» **SHORT PROBLEM**
In the records below, change "domed kiosk" to "domed pavilion" across the stretch from the line containing "Please, if you could, draw a box around the arched" through the line containing "xmin=8 ymin=9 xmax=197 ymax=69". Return only those lines, with everything else left as it is.

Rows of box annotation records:

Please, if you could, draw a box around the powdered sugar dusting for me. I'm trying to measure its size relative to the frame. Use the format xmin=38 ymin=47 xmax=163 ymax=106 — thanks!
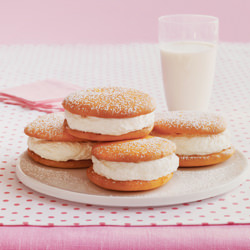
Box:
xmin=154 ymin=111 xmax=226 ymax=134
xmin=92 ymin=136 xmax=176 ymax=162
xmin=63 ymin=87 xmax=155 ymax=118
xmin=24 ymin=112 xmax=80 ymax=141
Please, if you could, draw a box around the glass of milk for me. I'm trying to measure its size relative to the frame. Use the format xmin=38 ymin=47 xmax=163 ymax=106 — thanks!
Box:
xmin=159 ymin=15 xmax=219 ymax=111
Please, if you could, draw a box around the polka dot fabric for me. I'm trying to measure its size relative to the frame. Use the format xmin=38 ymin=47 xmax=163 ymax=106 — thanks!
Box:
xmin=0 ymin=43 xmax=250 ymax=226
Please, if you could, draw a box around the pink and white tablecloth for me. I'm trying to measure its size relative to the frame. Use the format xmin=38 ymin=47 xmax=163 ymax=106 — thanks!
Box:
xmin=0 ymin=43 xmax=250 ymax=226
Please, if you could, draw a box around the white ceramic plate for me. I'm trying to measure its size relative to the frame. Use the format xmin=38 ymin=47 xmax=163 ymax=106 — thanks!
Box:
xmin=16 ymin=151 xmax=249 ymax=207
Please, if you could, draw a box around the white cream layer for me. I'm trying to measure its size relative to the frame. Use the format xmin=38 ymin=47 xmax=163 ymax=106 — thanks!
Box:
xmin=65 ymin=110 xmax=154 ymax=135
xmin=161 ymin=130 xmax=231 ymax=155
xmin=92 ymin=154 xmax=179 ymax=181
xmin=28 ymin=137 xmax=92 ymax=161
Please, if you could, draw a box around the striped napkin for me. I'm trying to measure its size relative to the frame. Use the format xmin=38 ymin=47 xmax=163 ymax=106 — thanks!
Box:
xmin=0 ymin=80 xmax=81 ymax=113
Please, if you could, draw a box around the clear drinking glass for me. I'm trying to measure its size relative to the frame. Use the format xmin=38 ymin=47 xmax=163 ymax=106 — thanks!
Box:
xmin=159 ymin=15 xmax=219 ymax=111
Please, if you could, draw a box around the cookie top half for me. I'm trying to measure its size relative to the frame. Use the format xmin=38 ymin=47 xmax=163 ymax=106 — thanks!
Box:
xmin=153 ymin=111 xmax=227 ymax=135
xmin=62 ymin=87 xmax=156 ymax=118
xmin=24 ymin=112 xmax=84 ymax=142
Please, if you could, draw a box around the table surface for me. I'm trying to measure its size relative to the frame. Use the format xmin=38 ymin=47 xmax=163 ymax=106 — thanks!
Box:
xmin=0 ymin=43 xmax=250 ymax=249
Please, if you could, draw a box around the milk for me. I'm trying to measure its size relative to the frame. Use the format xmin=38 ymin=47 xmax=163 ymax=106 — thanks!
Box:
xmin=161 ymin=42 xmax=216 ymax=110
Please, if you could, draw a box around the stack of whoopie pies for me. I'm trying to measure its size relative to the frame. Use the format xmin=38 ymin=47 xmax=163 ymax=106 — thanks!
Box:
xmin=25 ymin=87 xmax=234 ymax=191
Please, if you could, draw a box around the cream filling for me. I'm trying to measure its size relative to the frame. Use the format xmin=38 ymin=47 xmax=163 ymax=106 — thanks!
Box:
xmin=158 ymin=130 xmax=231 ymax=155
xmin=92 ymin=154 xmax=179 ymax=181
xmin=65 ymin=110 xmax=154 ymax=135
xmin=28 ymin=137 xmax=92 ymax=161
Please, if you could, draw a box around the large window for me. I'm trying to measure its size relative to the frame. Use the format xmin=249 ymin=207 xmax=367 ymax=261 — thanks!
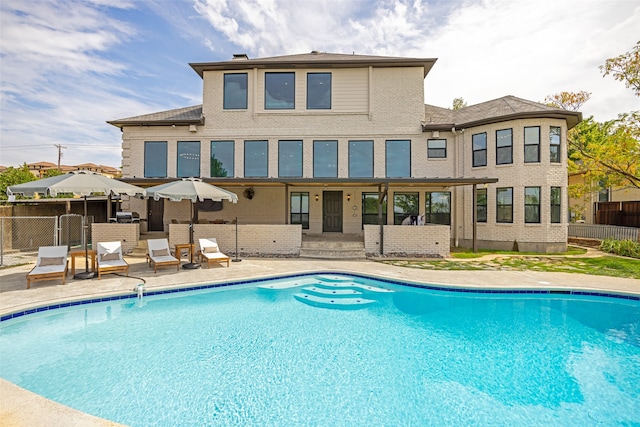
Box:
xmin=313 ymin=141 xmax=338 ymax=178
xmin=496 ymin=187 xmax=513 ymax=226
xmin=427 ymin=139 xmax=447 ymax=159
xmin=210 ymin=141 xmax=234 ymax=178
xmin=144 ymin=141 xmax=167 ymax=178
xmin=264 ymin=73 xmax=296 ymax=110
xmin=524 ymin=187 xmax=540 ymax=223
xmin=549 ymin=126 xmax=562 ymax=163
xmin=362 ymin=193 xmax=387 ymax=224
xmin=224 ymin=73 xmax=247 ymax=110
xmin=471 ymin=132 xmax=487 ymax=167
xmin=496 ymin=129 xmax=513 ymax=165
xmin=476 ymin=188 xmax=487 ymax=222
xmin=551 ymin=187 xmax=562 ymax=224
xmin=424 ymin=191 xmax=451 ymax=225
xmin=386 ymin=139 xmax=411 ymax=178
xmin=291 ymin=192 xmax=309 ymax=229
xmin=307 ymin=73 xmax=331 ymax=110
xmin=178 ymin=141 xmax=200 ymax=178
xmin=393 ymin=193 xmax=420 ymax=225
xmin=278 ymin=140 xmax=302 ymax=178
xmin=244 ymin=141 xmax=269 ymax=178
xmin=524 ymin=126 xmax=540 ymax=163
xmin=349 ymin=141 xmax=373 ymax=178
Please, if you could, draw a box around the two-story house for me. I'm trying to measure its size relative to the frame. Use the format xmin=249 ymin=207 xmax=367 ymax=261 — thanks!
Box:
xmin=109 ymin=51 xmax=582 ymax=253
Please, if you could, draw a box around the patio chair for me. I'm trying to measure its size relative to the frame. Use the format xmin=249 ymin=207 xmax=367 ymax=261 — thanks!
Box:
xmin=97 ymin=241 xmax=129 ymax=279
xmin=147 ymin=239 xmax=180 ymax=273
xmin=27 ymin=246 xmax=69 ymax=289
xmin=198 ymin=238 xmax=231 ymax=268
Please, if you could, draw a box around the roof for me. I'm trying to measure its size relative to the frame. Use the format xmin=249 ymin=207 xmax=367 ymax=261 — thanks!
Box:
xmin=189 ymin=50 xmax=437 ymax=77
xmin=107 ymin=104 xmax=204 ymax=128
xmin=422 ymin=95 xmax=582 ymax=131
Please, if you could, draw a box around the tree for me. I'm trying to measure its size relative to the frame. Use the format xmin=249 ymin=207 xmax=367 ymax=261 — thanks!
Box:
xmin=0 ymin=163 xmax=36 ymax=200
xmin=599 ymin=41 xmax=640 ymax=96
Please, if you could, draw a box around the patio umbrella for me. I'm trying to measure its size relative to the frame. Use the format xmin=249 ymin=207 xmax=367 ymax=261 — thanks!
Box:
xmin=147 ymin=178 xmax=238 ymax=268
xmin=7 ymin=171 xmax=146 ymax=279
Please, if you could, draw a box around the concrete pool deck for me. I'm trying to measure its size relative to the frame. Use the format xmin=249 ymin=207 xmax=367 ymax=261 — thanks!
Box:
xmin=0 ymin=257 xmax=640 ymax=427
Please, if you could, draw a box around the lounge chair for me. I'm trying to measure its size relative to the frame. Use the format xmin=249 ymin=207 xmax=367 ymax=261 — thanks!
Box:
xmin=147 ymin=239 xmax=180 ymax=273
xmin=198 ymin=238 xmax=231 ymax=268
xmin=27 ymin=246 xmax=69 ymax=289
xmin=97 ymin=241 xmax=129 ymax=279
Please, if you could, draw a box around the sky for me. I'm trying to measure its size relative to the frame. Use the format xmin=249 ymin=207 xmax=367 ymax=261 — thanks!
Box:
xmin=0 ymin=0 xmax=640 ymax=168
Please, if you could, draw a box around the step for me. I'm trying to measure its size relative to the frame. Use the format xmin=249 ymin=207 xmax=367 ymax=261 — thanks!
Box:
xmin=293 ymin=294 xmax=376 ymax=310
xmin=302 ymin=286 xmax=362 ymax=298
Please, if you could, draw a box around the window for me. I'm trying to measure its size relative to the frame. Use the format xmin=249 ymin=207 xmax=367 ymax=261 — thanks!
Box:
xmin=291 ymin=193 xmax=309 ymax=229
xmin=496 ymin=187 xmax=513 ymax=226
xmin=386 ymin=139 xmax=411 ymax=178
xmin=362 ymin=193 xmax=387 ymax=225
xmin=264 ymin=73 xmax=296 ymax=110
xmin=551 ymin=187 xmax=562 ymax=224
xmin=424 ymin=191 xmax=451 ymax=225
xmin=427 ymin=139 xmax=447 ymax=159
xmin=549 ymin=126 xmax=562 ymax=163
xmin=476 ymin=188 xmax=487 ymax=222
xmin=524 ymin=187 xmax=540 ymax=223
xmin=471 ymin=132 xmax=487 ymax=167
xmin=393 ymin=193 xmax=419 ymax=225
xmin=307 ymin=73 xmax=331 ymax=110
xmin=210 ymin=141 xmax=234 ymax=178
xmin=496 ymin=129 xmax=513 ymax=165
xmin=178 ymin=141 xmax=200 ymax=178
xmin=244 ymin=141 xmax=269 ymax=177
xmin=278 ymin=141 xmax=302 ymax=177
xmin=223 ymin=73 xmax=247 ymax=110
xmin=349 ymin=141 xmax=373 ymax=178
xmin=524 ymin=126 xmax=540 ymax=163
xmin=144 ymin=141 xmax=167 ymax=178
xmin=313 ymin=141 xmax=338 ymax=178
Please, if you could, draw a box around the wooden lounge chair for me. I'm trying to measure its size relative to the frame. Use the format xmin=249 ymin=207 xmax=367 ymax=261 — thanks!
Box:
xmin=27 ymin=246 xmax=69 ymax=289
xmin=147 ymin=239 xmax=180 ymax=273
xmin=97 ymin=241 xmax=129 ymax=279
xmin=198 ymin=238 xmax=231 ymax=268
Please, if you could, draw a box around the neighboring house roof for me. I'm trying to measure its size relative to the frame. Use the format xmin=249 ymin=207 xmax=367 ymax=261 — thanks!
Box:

==

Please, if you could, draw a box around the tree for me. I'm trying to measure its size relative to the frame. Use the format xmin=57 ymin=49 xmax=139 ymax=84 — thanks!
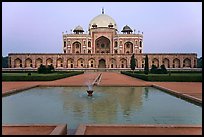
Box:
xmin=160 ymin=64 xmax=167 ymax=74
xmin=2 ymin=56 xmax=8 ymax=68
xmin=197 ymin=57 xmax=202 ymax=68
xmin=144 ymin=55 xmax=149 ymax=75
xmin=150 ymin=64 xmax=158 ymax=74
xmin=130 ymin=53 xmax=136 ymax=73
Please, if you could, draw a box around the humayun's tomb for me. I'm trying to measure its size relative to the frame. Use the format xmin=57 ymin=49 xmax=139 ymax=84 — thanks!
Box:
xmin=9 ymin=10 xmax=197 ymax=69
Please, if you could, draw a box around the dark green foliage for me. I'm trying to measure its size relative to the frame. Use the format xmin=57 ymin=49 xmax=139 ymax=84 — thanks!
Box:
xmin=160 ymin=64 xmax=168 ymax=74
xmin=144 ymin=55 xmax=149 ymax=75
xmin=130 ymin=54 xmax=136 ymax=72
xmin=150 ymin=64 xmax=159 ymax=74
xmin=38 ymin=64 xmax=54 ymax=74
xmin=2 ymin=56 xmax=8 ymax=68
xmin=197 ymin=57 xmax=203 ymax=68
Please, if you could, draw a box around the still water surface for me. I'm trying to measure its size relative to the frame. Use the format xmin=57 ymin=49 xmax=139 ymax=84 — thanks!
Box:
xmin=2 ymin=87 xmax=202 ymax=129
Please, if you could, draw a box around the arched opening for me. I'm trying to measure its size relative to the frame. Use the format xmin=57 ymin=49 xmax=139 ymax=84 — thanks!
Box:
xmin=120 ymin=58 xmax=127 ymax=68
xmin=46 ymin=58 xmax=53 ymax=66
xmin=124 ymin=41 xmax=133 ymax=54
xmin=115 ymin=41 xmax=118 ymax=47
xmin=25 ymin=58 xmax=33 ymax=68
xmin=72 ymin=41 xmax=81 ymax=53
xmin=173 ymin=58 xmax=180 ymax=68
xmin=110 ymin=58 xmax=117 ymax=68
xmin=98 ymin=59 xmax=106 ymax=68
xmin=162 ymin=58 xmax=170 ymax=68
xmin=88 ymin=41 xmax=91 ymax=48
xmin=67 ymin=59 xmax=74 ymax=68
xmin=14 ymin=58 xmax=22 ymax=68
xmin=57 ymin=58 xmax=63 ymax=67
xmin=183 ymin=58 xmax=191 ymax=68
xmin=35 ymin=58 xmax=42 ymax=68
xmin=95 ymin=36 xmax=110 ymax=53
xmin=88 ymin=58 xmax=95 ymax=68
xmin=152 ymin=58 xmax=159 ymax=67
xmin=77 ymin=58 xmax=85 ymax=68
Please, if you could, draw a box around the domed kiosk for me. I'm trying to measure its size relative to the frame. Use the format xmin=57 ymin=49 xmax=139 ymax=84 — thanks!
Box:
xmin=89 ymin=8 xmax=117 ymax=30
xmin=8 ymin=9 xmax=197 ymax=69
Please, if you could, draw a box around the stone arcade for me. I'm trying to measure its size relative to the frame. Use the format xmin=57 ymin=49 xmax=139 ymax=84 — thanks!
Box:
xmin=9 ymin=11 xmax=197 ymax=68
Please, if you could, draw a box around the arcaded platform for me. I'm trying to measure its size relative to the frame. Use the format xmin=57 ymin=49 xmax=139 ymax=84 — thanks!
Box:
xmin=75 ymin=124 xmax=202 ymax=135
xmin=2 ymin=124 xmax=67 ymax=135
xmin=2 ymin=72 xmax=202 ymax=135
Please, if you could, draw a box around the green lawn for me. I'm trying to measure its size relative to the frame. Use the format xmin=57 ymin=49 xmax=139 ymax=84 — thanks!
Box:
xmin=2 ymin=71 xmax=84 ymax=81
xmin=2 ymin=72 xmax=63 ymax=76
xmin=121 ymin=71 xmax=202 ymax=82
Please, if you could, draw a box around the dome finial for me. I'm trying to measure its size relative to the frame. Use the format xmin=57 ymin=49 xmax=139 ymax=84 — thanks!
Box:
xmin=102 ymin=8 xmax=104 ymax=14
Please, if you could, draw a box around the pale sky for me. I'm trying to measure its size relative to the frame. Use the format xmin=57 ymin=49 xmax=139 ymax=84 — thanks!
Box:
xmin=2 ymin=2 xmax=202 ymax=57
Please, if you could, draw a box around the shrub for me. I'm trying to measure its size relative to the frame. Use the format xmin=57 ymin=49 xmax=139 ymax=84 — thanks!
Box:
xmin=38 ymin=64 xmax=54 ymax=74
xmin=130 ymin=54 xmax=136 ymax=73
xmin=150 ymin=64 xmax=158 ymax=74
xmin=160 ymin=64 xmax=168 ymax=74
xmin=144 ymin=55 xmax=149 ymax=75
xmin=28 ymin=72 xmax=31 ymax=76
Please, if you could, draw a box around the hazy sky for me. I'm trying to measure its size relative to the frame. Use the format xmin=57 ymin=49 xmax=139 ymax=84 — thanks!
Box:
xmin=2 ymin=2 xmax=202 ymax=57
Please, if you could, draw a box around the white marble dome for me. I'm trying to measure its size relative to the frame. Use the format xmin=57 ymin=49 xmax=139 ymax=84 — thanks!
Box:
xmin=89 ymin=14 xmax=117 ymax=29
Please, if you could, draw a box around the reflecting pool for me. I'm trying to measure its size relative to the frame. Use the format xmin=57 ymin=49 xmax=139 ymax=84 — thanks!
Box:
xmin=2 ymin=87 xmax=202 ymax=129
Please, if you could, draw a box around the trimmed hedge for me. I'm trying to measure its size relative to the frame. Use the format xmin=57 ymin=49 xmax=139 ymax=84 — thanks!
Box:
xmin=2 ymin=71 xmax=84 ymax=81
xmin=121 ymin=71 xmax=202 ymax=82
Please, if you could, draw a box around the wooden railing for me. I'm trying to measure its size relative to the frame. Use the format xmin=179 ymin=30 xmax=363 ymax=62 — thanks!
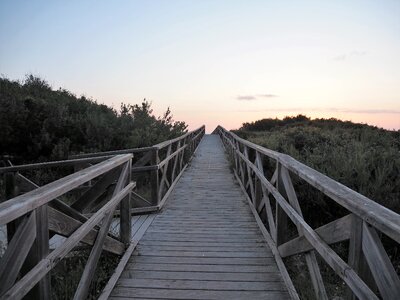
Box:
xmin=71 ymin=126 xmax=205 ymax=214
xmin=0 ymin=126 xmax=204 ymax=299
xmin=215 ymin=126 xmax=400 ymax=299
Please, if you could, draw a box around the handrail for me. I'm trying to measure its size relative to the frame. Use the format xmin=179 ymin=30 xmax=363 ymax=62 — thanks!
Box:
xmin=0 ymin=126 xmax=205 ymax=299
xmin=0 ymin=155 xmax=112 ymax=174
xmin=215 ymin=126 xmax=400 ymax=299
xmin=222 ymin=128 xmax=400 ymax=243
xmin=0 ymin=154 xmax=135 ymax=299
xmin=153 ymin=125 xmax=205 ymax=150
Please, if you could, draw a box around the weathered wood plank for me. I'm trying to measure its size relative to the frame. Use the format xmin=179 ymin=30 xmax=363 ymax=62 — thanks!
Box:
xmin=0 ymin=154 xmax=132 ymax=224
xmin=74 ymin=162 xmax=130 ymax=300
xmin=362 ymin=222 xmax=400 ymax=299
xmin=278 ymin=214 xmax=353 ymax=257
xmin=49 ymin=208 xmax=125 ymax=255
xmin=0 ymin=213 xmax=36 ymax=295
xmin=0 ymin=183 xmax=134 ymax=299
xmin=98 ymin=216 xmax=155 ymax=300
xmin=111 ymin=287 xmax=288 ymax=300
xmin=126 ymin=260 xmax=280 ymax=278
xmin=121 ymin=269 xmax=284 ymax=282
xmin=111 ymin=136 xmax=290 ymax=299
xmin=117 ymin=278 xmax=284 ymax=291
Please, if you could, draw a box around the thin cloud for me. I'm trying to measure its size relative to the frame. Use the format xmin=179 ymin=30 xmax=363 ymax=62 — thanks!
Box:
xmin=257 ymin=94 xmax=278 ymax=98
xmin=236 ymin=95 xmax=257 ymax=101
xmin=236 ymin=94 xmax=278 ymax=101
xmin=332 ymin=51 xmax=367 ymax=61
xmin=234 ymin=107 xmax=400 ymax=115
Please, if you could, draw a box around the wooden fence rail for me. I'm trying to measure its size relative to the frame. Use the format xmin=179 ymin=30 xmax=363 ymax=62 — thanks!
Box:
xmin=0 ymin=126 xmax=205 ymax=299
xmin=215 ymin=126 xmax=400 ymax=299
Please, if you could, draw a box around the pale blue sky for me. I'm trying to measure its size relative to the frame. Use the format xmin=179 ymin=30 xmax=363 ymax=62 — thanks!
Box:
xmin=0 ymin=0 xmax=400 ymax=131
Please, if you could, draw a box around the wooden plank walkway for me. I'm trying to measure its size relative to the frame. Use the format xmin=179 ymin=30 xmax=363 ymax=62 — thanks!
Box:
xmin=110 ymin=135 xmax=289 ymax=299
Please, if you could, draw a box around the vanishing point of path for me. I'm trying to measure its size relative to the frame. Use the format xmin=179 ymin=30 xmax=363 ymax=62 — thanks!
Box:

--

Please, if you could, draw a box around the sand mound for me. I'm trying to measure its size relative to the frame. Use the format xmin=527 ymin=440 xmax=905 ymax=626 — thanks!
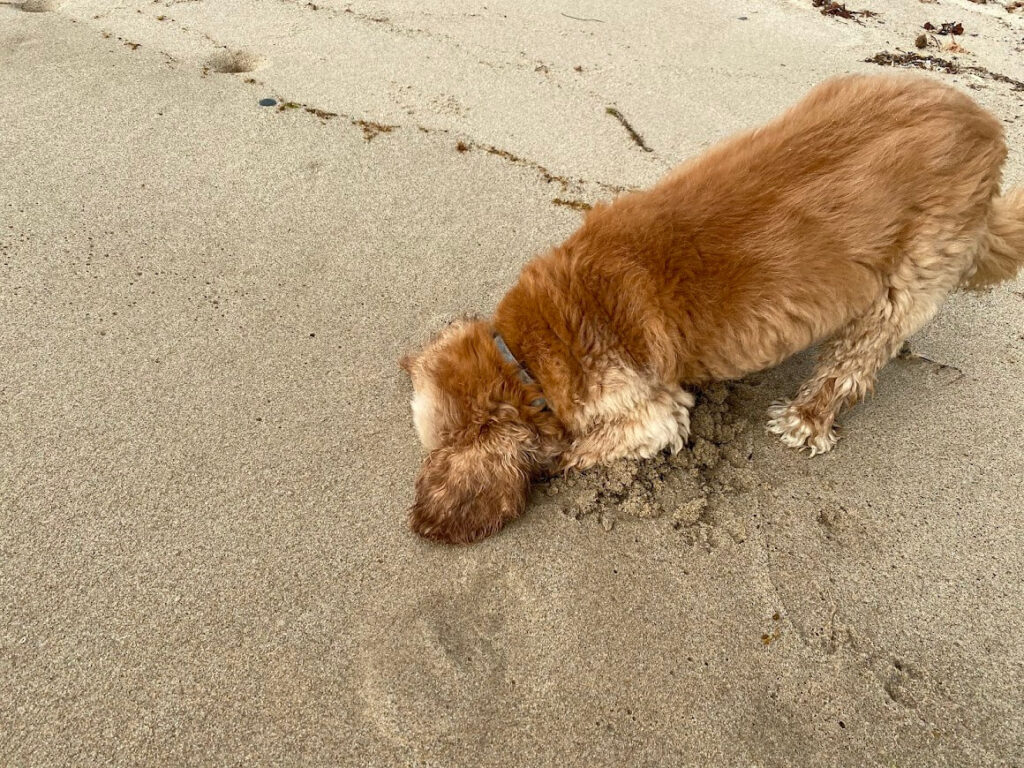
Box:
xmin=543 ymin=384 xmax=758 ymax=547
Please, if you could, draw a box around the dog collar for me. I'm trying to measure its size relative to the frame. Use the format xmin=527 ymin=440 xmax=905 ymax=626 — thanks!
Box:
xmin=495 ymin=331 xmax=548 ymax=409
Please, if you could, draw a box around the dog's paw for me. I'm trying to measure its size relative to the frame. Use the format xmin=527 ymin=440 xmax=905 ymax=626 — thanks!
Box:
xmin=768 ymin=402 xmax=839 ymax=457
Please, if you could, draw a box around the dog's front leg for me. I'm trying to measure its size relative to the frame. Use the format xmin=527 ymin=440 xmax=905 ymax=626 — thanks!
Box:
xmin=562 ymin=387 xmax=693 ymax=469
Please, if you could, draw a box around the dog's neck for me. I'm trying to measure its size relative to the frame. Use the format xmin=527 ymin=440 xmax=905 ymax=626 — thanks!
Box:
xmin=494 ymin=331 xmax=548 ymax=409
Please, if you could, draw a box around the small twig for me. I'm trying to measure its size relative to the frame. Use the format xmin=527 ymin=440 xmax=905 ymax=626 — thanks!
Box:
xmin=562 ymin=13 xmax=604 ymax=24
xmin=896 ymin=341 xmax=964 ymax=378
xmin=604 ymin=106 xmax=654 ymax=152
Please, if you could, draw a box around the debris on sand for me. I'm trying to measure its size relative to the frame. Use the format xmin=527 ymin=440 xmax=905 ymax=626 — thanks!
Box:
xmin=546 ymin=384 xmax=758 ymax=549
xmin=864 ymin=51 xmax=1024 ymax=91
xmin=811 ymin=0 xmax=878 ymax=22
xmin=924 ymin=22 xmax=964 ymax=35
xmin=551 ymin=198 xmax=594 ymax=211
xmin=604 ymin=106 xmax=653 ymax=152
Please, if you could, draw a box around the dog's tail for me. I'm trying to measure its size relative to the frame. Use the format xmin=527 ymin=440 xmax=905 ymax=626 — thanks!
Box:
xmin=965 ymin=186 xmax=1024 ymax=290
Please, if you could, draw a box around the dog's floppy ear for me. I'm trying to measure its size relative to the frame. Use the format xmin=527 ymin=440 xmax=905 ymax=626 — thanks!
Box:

» **THE RESULT**
Please, if you could, draw a box around the arched opening for me. I'm trying to measure its size relative to the frame. Use the format xmin=57 ymin=49 xmax=139 ymax=84 — thanks!
Box:
xmin=120 ymin=58 xmax=127 ymax=68
xmin=46 ymin=58 xmax=53 ymax=66
xmin=124 ymin=41 xmax=133 ymax=54
xmin=115 ymin=41 xmax=118 ymax=47
xmin=25 ymin=58 xmax=33 ymax=68
xmin=72 ymin=41 xmax=81 ymax=53
xmin=173 ymin=58 xmax=180 ymax=68
xmin=110 ymin=58 xmax=117 ymax=68
xmin=98 ymin=59 xmax=106 ymax=68
xmin=162 ymin=58 xmax=170 ymax=68
xmin=88 ymin=41 xmax=91 ymax=48
xmin=67 ymin=59 xmax=74 ymax=68
xmin=14 ymin=58 xmax=22 ymax=68
xmin=57 ymin=58 xmax=63 ymax=67
xmin=183 ymin=58 xmax=191 ymax=68
xmin=35 ymin=58 xmax=42 ymax=68
xmin=95 ymin=36 xmax=110 ymax=53
xmin=88 ymin=58 xmax=95 ymax=68
xmin=152 ymin=58 xmax=159 ymax=67
xmin=77 ymin=58 xmax=85 ymax=68
Please, if you could, draw a box around the domed pavilion for me. I'm trying to measure its size relative to the frame. Use the format xmin=57 ymin=49 xmax=139 ymax=84 — thanks!
Box:
xmin=89 ymin=8 xmax=117 ymax=30
xmin=8 ymin=9 xmax=197 ymax=69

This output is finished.